* _Exercise material_
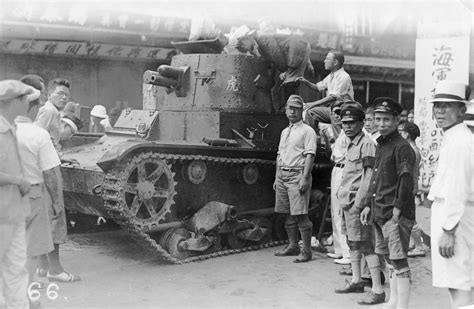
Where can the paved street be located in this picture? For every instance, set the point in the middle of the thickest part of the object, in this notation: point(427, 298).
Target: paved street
==
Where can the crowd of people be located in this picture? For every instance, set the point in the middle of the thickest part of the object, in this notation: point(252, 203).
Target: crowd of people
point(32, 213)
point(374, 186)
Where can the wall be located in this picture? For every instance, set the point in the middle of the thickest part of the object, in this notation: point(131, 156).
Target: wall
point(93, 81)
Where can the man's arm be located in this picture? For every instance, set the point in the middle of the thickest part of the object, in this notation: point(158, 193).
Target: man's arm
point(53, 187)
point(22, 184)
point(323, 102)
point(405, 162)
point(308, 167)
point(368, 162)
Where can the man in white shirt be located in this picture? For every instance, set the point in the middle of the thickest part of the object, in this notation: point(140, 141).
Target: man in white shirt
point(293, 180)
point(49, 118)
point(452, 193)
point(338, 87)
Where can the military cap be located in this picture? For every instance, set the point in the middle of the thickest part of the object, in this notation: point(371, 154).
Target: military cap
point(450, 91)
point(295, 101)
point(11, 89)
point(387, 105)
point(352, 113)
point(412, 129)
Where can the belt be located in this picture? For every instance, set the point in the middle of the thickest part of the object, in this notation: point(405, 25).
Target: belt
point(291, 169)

* _What to produce_
Everything above from the line containing "Target: crowd of people" down to the line containing "Where can the man's" should be copied exactly, both end lines included, and nothing else.

* _Your solution_
Target: crowd of people
point(32, 213)
point(374, 186)
Where can the wall be located in this picture? For every instance, set the point in the middle of the thickest part of the object, in this notation: point(131, 156).
Target: wall
point(93, 81)
Where can the man's arm be located in this picture? For every instance, set the point in the middle of the thickest part of the object, in this notation: point(158, 193).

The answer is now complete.